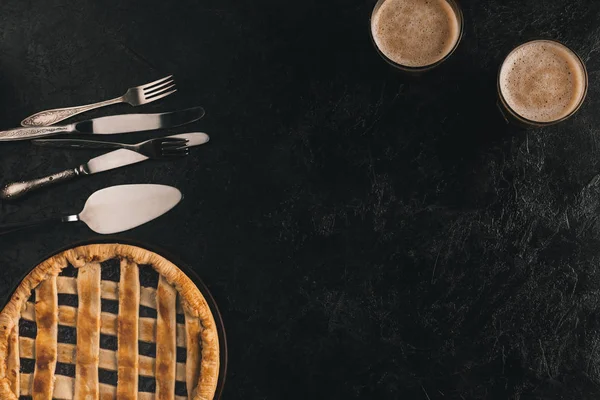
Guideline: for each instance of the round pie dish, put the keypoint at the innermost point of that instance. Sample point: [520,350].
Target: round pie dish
[111,319]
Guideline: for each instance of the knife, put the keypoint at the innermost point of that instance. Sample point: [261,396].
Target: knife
[124,123]
[105,162]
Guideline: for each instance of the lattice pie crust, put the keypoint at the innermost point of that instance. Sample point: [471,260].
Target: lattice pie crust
[198,335]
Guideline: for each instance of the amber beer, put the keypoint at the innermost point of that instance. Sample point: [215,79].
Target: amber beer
[416,35]
[541,82]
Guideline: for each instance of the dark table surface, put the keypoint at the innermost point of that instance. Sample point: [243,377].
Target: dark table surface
[365,235]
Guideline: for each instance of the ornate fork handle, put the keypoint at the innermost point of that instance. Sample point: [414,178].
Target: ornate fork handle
[31,133]
[16,190]
[50,117]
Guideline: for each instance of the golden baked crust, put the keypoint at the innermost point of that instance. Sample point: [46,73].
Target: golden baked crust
[192,301]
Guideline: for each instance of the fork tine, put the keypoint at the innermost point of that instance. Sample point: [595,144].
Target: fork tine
[173,141]
[161,96]
[162,90]
[147,85]
[176,152]
[158,87]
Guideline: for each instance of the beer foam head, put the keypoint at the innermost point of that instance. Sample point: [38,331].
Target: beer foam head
[542,81]
[415,33]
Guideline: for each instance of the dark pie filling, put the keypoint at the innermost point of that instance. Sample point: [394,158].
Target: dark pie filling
[110,272]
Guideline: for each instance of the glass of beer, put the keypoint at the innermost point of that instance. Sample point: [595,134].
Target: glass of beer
[540,83]
[416,35]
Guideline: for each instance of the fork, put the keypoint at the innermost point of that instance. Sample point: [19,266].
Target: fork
[134,96]
[159,148]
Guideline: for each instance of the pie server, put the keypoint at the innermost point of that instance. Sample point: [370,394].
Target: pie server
[105,162]
[115,209]
[124,123]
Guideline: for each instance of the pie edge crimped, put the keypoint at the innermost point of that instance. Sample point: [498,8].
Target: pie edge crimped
[193,303]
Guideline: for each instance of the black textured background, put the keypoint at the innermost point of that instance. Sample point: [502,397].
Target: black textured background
[365,236]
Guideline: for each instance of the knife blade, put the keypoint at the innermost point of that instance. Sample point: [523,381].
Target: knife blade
[111,125]
[112,160]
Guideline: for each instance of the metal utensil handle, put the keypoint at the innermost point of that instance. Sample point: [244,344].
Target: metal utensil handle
[79,144]
[10,228]
[16,190]
[50,117]
[31,133]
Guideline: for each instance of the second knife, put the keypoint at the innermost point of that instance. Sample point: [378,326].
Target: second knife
[105,162]
[124,123]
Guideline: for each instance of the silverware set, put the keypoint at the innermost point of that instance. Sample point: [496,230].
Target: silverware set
[117,208]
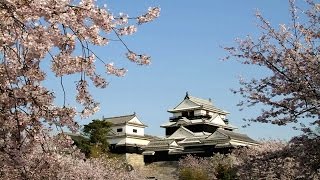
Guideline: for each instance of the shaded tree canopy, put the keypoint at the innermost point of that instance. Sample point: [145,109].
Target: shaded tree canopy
[97,132]
[291,53]
[61,33]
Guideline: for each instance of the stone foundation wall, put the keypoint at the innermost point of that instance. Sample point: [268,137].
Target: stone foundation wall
[136,160]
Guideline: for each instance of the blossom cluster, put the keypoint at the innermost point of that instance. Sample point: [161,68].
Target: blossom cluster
[32,34]
[290,53]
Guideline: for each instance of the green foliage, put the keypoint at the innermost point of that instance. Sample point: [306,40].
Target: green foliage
[226,172]
[188,173]
[95,142]
[82,143]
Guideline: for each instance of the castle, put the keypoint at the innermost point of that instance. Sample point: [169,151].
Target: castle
[196,127]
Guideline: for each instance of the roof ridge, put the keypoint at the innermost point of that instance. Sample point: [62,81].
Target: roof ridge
[134,114]
[187,130]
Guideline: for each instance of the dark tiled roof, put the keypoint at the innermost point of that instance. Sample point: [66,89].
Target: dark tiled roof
[120,119]
[237,136]
[205,104]
[164,142]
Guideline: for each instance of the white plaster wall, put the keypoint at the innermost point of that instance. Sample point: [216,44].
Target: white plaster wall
[177,114]
[219,121]
[115,140]
[137,141]
[199,112]
[129,130]
[114,129]
[135,120]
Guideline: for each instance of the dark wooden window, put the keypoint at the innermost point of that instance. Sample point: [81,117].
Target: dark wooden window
[184,113]
[191,113]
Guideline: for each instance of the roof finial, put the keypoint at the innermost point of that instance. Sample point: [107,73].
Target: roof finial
[187,95]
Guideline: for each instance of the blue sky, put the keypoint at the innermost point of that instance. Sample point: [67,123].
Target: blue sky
[185,45]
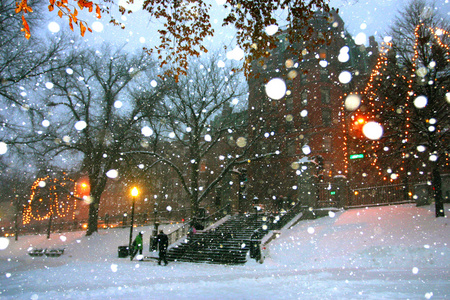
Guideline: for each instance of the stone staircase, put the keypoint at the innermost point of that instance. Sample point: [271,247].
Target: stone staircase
[228,243]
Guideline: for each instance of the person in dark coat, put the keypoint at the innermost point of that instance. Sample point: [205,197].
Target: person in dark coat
[137,246]
[163,243]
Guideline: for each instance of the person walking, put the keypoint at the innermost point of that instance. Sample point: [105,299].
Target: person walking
[138,245]
[163,243]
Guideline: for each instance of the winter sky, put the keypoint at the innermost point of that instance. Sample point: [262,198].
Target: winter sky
[371,17]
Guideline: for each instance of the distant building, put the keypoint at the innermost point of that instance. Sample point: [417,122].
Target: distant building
[309,120]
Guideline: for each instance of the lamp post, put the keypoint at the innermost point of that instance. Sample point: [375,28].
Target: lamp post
[134,194]
[155,211]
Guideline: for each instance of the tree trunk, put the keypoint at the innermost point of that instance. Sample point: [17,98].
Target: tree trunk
[437,189]
[93,214]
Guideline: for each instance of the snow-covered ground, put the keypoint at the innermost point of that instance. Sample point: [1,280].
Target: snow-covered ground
[390,252]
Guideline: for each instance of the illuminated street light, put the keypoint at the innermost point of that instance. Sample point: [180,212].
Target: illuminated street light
[134,194]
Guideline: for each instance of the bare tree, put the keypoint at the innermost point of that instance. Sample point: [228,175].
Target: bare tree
[91,117]
[204,128]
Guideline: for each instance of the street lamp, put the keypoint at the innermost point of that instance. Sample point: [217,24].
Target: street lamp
[134,194]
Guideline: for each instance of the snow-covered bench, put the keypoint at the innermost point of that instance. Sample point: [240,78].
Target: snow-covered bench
[46,252]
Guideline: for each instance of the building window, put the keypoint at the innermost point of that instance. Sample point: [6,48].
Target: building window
[303,78]
[326,144]
[289,103]
[325,96]
[288,127]
[323,54]
[304,97]
[290,149]
[324,75]
[326,117]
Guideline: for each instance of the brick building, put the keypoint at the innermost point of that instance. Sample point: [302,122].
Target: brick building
[309,121]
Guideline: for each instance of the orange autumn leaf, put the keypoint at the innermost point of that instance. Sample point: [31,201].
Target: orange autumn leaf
[25,24]
[97,11]
[82,29]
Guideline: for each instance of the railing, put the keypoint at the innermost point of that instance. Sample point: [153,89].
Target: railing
[282,219]
[216,216]
[378,195]
[178,234]
[207,221]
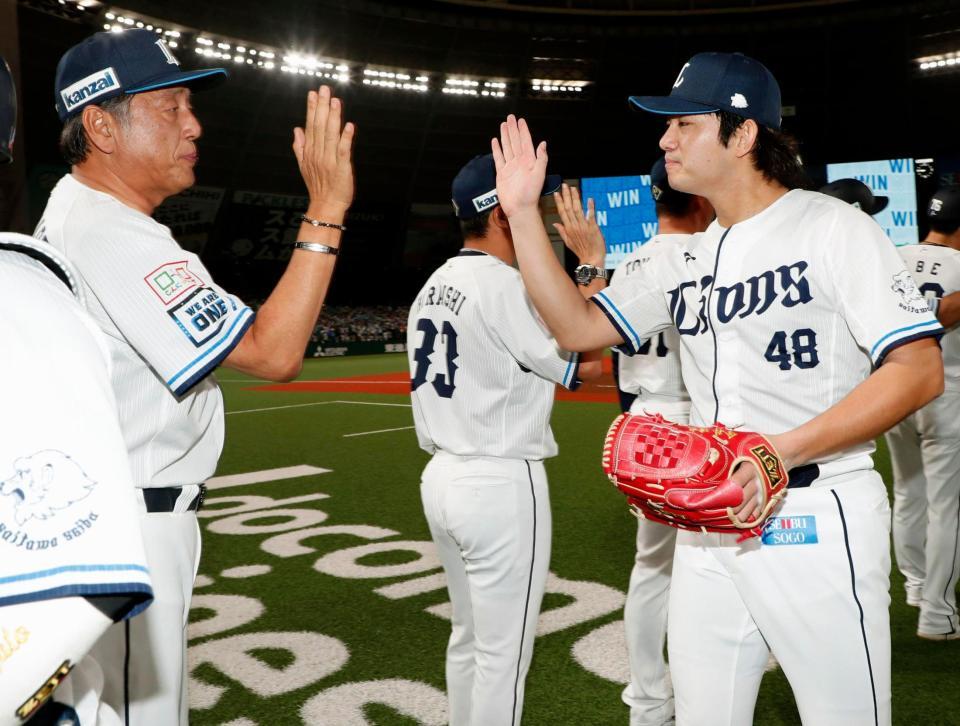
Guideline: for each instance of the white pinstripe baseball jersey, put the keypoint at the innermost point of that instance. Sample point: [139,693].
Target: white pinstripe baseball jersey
[483,364]
[655,370]
[780,316]
[936,270]
[168,324]
[68,524]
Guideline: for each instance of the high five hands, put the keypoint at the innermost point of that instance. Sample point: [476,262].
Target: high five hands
[521,168]
[579,232]
[323,151]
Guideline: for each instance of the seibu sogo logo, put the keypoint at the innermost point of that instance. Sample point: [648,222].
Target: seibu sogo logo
[790,530]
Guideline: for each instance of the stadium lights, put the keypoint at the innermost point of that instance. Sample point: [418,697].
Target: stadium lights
[560,87]
[396,80]
[458,86]
[942,62]
[241,52]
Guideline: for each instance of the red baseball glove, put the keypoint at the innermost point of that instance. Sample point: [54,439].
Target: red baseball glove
[680,475]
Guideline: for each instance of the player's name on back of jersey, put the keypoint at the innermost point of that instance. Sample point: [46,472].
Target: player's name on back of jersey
[445,295]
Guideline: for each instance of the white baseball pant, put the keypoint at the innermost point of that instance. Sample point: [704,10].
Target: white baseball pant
[822,608]
[649,694]
[144,659]
[490,519]
[925,453]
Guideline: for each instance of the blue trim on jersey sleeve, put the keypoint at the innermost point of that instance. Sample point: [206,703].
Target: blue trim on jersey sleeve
[71,568]
[932,326]
[570,380]
[936,334]
[141,595]
[212,357]
[630,344]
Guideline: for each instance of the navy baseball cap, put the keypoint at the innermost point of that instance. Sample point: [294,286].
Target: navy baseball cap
[856,193]
[107,64]
[944,205]
[8,113]
[711,82]
[660,188]
[475,187]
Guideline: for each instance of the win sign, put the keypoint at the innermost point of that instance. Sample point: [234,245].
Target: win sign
[892,178]
[625,212]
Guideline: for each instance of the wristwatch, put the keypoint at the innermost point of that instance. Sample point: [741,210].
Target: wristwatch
[585,274]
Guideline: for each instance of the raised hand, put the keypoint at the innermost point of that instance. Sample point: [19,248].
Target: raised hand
[579,233]
[521,169]
[323,152]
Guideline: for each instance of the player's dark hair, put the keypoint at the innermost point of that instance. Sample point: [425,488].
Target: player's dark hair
[943,227]
[476,226]
[775,154]
[73,139]
[675,205]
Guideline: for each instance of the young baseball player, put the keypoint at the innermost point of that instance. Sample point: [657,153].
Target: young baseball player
[925,447]
[483,372]
[797,319]
[70,544]
[130,136]
[653,376]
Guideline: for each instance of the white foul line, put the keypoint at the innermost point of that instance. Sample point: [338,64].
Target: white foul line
[379,431]
[257,477]
[277,408]
[317,403]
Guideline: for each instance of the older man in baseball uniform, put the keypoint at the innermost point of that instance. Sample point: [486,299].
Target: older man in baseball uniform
[797,319]
[483,372]
[70,544]
[130,136]
[925,447]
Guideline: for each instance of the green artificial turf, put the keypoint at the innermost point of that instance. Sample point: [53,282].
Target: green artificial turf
[374,482]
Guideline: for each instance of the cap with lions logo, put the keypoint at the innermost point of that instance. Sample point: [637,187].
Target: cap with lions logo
[108,64]
[711,82]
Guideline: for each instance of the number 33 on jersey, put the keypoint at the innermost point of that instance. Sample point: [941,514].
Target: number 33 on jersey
[483,366]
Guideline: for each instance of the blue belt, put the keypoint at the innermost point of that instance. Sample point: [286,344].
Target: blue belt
[803,476]
[164,499]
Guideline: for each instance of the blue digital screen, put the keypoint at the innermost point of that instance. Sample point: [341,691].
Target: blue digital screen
[892,178]
[625,212]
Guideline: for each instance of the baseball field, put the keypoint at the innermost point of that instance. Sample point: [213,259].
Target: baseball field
[320,599]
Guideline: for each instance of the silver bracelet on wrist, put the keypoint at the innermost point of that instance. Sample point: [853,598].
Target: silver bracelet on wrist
[318,223]
[316,247]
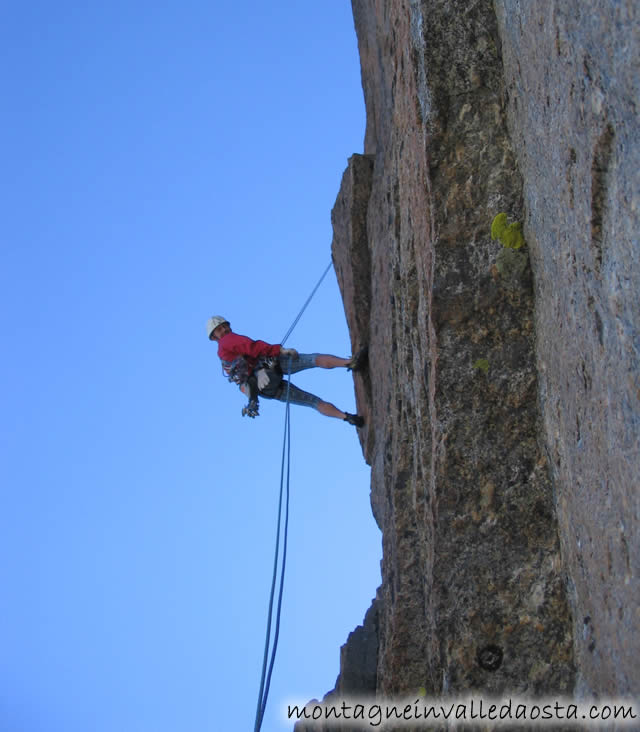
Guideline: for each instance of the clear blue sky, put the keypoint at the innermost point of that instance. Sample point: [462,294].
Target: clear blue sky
[163,163]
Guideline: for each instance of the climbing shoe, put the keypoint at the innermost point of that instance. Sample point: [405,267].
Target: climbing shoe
[359,361]
[355,419]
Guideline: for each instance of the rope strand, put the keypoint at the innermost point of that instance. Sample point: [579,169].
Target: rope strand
[304,307]
[265,679]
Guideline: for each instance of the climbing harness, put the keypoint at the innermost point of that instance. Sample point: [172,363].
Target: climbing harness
[265,680]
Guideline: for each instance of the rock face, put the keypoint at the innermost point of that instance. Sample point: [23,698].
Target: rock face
[503,395]
[572,75]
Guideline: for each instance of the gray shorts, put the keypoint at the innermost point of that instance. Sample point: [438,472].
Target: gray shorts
[296,395]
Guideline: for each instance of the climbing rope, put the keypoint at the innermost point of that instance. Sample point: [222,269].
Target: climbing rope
[304,307]
[265,680]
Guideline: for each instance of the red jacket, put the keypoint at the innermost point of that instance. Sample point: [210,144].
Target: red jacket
[233,345]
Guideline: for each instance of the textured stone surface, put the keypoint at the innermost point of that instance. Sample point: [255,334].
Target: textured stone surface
[460,486]
[502,397]
[572,74]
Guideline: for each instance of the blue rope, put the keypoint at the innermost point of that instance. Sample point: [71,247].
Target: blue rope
[265,684]
[265,680]
[304,307]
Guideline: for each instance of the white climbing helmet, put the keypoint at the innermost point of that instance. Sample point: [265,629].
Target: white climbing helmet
[213,323]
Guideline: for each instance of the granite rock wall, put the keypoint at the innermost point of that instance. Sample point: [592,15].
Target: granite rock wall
[502,393]
[572,77]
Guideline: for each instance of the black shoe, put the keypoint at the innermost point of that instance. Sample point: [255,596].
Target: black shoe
[360,360]
[355,419]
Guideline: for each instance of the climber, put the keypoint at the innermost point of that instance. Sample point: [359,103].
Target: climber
[258,368]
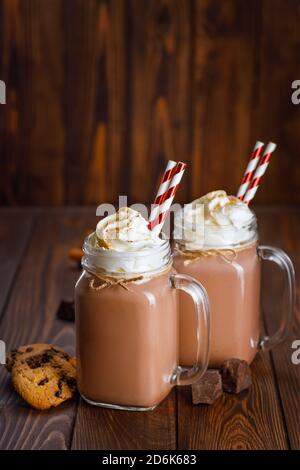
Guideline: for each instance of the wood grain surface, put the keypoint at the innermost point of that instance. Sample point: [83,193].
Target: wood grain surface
[102,93]
[286,235]
[40,276]
[44,278]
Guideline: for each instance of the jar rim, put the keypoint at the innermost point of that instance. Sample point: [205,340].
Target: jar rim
[112,262]
[210,235]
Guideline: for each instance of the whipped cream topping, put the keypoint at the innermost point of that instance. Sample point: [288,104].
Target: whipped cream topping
[122,243]
[214,221]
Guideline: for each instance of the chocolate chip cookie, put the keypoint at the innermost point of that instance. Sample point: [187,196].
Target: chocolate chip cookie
[44,375]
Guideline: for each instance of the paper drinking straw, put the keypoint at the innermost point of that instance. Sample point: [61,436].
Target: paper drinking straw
[164,200]
[260,171]
[251,167]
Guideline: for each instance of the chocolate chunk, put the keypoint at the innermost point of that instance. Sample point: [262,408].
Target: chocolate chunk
[236,375]
[208,389]
[37,361]
[66,311]
[43,382]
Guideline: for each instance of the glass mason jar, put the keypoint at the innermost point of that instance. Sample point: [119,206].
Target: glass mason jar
[127,327]
[231,275]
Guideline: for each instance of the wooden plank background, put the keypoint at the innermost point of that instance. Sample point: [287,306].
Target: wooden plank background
[100,93]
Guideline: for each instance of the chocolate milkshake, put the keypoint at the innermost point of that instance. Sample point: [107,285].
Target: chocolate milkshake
[127,316]
[217,244]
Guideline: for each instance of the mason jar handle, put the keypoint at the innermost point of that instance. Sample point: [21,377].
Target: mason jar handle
[189,375]
[281,259]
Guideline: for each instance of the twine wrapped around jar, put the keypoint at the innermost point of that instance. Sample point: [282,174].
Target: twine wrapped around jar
[227,254]
[105,280]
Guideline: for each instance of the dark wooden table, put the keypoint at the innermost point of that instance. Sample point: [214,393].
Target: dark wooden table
[35,275]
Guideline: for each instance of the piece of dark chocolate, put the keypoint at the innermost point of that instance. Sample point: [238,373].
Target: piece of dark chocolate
[66,311]
[236,375]
[208,389]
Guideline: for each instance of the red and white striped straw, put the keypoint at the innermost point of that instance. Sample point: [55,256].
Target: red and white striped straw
[260,171]
[251,167]
[164,199]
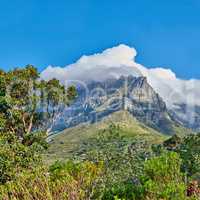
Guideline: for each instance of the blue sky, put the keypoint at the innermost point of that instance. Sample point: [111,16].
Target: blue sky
[49,32]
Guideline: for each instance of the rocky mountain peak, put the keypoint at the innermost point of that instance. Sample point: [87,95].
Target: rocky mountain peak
[99,99]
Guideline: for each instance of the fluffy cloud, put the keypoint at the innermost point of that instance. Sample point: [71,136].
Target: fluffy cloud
[120,60]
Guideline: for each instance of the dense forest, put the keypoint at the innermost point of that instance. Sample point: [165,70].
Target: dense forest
[109,166]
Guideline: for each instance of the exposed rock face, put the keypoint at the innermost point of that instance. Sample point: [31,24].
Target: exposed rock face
[99,99]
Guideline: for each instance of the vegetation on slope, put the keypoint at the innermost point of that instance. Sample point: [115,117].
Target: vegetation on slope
[120,158]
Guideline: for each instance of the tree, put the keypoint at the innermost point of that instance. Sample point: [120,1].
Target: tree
[29,104]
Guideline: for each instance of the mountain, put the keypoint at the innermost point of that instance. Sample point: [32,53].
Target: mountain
[99,99]
[70,140]
[182,97]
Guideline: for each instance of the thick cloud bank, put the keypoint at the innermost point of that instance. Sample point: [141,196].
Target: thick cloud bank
[120,60]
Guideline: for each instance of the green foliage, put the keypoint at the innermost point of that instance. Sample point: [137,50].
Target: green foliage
[163,179]
[15,157]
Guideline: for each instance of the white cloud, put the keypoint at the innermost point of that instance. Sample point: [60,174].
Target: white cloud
[120,60]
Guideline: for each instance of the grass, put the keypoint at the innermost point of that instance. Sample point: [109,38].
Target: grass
[64,144]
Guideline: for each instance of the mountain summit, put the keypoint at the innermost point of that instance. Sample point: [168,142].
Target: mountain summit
[99,99]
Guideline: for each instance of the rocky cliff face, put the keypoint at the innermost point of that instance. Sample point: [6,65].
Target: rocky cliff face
[99,99]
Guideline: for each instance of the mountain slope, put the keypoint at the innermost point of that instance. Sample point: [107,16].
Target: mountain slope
[64,144]
[98,100]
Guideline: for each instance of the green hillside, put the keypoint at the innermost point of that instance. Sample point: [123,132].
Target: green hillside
[64,144]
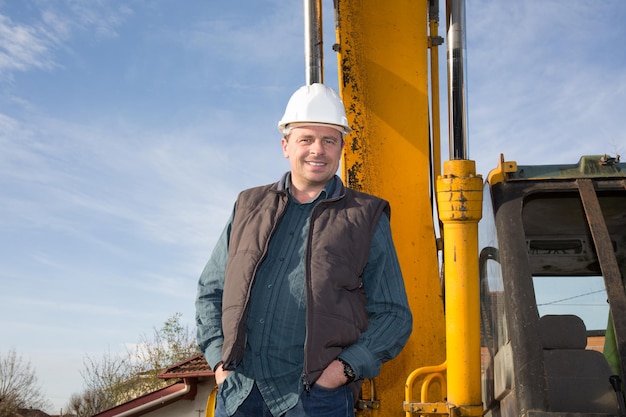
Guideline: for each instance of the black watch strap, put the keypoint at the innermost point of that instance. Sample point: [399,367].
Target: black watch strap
[347,371]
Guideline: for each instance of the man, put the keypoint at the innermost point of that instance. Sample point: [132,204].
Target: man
[303,296]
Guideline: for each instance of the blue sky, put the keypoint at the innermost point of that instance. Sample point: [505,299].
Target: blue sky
[128,128]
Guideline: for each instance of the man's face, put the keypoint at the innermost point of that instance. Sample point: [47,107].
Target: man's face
[314,153]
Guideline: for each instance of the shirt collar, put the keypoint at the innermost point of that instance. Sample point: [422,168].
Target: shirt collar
[328,190]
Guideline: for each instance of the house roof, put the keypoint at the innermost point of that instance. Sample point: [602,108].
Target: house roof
[189,370]
[193,367]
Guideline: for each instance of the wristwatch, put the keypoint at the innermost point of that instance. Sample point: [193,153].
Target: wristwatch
[347,371]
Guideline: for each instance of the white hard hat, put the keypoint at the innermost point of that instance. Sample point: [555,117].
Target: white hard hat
[314,104]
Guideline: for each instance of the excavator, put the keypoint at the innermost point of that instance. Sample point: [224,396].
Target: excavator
[485,259]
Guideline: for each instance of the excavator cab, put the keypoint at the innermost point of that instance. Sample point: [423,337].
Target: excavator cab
[551,236]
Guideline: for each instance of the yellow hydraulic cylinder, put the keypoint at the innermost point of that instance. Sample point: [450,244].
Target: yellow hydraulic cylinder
[459,198]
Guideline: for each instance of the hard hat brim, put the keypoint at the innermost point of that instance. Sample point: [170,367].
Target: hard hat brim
[286,129]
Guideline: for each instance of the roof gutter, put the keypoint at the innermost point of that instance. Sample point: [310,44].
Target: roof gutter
[157,402]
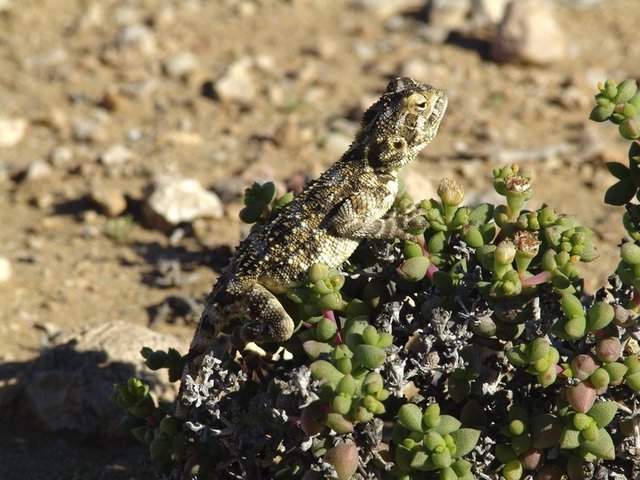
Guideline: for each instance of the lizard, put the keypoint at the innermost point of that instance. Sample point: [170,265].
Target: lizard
[325,223]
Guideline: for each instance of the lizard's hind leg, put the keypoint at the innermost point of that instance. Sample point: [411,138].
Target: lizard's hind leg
[269,321]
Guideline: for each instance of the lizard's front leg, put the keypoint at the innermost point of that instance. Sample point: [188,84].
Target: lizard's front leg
[356,218]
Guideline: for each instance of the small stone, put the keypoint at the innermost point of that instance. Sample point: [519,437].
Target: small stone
[111,100]
[417,185]
[5,5]
[177,200]
[37,170]
[6,271]
[492,10]
[116,156]
[416,68]
[236,84]
[12,131]
[88,129]
[337,143]
[126,15]
[449,14]
[386,8]
[529,33]
[110,200]
[180,66]
[67,388]
[50,58]
[138,37]
[325,48]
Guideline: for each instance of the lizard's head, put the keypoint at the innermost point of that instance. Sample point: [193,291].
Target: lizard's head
[401,123]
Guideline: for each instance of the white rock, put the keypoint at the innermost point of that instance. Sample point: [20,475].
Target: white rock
[89,129]
[236,84]
[138,37]
[181,65]
[417,68]
[116,156]
[12,131]
[177,200]
[529,33]
[417,184]
[337,143]
[6,271]
[68,387]
[386,8]
[110,200]
[492,10]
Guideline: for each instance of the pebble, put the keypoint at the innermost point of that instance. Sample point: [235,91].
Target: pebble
[180,66]
[236,84]
[529,33]
[68,386]
[417,68]
[418,185]
[37,170]
[125,16]
[492,10]
[12,131]
[110,200]
[50,58]
[387,8]
[337,143]
[177,200]
[6,271]
[88,129]
[138,37]
[449,14]
[116,156]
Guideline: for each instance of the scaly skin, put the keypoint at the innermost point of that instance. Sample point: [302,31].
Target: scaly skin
[326,222]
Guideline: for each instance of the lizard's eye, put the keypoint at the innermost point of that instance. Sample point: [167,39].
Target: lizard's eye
[418,103]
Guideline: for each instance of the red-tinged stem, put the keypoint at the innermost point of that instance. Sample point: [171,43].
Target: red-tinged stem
[326,409]
[542,277]
[431,270]
[328,314]
[636,298]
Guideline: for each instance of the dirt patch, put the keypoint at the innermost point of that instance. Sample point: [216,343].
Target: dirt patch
[86,76]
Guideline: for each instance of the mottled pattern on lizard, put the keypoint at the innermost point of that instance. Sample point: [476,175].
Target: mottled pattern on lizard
[326,222]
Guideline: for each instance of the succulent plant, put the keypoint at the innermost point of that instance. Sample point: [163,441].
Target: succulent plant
[470,351]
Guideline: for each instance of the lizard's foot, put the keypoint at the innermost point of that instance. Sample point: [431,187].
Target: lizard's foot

__________

# WHAT IS EXPECTED
What is needed is every line of the records that contains the word "foot".

# RESULT OF THIS EXERCISE
Guideline: for each instance of the lizard's foot, put the keypoint at the innermost point of that instance. Sample point: [431,187].
Target: lizard's foot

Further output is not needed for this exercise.